Each line from the opening of the listing below through the line that contains "target | skate boot" is to be output exactly as written.

Given entries:
·····

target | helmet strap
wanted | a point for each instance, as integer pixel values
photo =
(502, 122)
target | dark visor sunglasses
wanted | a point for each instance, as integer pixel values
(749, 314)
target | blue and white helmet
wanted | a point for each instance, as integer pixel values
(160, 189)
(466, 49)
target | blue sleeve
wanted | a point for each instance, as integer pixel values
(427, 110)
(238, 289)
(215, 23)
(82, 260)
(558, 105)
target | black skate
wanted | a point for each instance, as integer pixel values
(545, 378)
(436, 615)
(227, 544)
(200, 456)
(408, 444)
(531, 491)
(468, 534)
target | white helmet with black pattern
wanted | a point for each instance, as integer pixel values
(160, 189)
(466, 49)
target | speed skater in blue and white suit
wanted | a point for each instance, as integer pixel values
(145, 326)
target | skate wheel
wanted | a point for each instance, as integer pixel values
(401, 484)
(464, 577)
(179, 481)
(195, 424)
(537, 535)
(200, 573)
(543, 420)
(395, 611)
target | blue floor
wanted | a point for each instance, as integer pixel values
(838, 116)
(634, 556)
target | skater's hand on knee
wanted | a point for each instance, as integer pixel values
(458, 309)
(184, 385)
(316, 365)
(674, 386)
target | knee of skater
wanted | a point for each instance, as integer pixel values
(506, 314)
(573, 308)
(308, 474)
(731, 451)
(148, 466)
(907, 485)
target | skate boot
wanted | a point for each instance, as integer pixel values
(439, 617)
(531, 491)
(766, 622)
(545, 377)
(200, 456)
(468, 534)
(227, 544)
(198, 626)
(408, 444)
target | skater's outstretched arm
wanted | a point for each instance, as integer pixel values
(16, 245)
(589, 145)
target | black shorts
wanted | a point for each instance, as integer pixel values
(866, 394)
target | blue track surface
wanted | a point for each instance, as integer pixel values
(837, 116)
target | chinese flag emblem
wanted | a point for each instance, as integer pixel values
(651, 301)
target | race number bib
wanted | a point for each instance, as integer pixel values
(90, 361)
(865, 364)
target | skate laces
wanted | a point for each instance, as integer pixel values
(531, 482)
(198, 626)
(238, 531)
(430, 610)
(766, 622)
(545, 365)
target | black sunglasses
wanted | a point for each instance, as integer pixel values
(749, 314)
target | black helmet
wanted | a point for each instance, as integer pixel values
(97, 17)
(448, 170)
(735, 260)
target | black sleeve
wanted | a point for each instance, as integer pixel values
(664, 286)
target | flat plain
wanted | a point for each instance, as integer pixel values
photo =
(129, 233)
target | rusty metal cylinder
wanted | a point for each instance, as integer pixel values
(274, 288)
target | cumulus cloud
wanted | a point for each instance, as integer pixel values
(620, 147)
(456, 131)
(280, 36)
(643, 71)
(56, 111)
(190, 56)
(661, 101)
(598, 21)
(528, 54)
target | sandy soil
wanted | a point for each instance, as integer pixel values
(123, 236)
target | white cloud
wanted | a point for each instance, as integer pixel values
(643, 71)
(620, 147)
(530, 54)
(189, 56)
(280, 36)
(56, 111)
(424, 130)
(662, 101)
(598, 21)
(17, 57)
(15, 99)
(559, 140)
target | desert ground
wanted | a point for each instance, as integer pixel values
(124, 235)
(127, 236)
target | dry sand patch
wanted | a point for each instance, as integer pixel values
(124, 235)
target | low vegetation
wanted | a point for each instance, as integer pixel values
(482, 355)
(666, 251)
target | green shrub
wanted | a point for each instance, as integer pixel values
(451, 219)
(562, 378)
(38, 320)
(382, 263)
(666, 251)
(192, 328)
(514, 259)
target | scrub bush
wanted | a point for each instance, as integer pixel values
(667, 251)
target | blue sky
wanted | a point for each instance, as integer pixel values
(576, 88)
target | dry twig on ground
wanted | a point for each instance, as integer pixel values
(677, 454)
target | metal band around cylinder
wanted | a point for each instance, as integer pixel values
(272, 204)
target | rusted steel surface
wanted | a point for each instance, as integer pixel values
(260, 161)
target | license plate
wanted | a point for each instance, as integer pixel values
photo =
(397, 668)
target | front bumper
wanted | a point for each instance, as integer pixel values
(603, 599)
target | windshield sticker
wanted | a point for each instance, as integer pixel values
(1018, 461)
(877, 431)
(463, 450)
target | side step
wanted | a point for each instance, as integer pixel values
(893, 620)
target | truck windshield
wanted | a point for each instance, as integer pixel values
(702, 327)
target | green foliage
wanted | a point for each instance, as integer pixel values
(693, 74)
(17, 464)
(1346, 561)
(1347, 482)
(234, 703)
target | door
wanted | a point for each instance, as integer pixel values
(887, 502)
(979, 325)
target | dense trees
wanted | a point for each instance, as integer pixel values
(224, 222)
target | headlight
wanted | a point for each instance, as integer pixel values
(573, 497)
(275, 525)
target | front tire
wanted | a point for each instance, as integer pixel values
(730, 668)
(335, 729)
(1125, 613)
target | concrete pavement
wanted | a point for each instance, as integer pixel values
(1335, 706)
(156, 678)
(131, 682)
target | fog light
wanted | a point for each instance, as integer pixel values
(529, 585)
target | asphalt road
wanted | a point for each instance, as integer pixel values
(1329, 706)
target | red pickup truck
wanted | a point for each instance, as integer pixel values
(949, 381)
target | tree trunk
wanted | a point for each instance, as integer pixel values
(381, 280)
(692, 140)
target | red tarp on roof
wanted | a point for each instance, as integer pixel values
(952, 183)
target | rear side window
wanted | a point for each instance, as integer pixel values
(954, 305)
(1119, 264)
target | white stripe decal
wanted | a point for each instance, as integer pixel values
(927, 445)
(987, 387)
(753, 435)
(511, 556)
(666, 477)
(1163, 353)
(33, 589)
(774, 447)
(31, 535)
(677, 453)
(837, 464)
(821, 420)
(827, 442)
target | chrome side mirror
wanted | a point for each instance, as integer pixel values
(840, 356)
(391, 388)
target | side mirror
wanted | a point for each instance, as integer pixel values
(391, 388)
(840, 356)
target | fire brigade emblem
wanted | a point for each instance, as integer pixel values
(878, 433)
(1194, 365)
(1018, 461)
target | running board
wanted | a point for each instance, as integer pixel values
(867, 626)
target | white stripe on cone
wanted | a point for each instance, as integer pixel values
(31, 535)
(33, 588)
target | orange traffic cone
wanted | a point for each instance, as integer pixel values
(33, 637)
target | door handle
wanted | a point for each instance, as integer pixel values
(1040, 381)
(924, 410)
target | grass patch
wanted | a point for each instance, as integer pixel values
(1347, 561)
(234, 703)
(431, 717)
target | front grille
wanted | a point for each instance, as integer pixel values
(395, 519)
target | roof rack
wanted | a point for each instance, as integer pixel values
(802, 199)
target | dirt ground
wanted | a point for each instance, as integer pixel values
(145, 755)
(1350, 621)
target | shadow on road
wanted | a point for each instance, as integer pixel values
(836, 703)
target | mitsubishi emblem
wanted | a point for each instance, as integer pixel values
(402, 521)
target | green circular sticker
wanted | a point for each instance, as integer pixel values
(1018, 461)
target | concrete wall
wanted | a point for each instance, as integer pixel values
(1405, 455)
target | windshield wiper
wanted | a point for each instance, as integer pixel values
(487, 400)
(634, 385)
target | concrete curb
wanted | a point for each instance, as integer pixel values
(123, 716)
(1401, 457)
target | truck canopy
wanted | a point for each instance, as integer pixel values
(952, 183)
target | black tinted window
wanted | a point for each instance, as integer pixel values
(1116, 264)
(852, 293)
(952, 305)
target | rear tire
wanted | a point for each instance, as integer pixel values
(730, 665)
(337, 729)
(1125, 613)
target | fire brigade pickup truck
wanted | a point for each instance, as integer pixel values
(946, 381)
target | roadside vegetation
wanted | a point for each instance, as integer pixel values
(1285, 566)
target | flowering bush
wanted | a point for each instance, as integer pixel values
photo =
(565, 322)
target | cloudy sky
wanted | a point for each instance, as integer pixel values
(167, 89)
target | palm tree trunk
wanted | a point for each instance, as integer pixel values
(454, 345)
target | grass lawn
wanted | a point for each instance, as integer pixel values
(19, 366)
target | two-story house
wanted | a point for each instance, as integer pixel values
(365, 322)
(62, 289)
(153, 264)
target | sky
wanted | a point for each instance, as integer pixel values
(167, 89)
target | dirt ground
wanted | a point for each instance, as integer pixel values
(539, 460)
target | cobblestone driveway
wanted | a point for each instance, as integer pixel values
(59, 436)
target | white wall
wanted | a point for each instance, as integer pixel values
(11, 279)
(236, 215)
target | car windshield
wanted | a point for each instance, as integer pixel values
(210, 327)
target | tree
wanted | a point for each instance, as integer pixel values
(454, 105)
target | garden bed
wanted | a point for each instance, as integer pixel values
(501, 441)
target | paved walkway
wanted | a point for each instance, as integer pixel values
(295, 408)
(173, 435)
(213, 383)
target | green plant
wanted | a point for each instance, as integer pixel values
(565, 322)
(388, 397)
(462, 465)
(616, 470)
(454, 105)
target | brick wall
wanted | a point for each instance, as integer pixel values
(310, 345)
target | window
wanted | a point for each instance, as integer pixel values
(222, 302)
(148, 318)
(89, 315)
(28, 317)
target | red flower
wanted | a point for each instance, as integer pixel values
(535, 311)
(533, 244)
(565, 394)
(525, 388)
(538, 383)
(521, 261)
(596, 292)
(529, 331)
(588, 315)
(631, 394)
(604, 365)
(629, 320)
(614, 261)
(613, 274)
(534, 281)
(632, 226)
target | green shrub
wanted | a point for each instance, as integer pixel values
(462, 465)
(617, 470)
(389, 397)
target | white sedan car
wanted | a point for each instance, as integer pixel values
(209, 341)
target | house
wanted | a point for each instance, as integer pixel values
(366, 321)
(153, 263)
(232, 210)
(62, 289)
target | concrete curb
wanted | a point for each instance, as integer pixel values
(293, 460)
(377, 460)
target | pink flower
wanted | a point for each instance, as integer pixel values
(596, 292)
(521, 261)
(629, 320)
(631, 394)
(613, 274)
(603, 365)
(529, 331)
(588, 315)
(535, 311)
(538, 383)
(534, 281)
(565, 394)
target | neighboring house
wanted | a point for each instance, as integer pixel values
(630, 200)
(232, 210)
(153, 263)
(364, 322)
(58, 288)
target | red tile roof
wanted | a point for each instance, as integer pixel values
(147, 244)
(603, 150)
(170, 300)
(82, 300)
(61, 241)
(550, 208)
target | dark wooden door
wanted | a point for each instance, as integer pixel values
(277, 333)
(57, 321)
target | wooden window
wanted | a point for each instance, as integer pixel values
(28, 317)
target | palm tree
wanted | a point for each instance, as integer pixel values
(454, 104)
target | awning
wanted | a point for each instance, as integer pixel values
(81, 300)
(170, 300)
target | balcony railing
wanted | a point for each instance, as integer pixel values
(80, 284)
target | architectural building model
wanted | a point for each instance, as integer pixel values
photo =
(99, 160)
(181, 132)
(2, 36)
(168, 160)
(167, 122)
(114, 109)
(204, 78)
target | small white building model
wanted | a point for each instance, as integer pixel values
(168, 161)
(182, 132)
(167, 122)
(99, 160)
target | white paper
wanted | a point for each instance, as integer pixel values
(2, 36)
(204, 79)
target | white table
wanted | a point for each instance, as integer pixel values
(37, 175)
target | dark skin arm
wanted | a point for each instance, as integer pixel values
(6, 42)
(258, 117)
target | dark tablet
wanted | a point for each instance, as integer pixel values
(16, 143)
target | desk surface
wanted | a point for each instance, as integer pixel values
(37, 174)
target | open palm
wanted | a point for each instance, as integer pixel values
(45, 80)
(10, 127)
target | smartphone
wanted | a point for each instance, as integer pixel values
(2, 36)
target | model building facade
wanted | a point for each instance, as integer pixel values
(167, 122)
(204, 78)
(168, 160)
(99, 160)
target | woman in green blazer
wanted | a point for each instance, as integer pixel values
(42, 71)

·····

Exercise output:
target | helmet strap
wanted | a point for each instance, as integer pixel values
photo =
(502, 122)
target | dark visor sunglasses
wanted | a point for each instance, as integer pixel values
(749, 314)
target | blue and white helmet
wanted | a point for each instance, as integer pixel values
(160, 189)
(466, 49)
target | blue sleeve
wanted | a point for each instance, as integer pixel values
(427, 110)
(238, 289)
(215, 23)
(82, 260)
(558, 105)
target | black skate
wanted | a point for each instance, as integer pixel values
(545, 378)
(436, 615)
(227, 544)
(200, 456)
(408, 444)
(531, 491)
(468, 534)
target | white helmet with black pattern
wanted | a point for each instance, as integer pixel values
(160, 189)
(466, 49)
target | speed skater in blue and white suit
wanted | a point for each instance, as integer pixel values
(145, 326)
target | skate wheel
wanted | a point for each instance, as integer pixel values
(401, 484)
(464, 577)
(179, 481)
(195, 424)
(537, 535)
(200, 573)
(543, 420)
(395, 611)
target | blue floor
wanted | a point for each instance, as integer pixel values
(838, 116)
(634, 556)
target | skater's hand on knee
wanted | a point for each instance, as integer pixel values
(458, 309)
(184, 385)
(316, 365)
(674, 386)
target | knee of skater
wanted | a point for each instance, as integer pixel values
(506, 314)
(573, 308)
(308, 474)
(731, 451)
(148, 466)
(907, 485)
target | skate boot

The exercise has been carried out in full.